- _EXERCISE OBJECTIVE_: Exactly the lines from the one containing "target | pink puffer jacket" to the last line of the records, inclusive, are to be transcribed; include no others.

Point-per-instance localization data
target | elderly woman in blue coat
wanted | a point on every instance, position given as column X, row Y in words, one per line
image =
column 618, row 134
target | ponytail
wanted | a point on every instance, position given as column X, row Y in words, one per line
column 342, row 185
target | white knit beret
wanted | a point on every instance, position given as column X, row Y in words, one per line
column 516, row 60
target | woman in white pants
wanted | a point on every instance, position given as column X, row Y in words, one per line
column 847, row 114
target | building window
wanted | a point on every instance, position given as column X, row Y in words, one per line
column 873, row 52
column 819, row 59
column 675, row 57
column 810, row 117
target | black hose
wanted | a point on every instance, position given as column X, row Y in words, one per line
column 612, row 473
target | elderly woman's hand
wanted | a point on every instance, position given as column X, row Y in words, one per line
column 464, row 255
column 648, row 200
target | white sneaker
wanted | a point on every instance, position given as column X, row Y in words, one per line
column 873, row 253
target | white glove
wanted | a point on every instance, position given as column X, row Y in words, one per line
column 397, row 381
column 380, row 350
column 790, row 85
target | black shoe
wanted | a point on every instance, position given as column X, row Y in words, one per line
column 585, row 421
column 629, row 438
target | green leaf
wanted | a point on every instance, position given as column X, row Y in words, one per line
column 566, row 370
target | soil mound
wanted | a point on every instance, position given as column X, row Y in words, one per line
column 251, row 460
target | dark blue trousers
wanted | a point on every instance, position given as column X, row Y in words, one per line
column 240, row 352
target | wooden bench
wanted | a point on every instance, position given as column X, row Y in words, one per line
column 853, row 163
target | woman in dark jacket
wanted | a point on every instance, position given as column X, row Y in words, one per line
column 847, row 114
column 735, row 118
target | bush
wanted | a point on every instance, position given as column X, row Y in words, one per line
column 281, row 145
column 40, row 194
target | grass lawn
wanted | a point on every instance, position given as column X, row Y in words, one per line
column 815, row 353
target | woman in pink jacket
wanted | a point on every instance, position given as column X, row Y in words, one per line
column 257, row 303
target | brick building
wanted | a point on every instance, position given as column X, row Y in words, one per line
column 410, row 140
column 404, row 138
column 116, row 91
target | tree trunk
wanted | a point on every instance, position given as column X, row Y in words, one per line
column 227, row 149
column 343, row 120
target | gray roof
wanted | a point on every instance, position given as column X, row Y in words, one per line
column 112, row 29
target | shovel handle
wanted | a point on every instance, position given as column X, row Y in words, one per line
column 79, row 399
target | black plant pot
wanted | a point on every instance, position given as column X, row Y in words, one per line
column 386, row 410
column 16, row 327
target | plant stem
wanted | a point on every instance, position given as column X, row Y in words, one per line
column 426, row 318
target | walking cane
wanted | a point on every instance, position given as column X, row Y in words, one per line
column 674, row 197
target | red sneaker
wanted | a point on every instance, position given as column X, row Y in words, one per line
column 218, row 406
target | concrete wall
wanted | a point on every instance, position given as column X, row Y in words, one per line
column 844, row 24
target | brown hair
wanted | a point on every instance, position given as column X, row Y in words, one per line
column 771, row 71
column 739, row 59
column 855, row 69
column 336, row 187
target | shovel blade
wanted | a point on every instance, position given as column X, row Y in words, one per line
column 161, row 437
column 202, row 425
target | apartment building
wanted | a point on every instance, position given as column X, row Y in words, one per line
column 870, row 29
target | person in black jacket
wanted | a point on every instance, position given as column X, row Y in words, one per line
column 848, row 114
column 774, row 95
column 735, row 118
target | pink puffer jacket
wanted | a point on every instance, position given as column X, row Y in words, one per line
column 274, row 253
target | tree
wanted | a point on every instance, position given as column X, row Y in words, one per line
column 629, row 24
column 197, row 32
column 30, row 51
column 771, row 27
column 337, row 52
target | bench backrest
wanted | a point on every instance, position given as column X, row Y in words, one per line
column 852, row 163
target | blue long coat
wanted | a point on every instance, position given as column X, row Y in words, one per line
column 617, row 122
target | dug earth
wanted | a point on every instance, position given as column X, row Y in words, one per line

- _ANSWER_:
target | pink puffer jacket
wanted | a point on every instance, position given as column X, row Y in words, one per line
column 274, row 253
target | tree
wanted | a point on every instance, position given as column X, row Y in words, one per line
column 629, row 24
column 197, row 32
column 30, row 51
column 771, row 27
column 337, row 52
target | bench backrest
wanted | a point on every instance, position given as column X, row Y in words, one per line
column 852, row 163
target | blue long coat
wanted | a point on every instance, position given as column X, row Y in words, one per line
column 617, row 122
target | dug earth
wanted | a point on every instance, position given as column X, row Y in words, one per line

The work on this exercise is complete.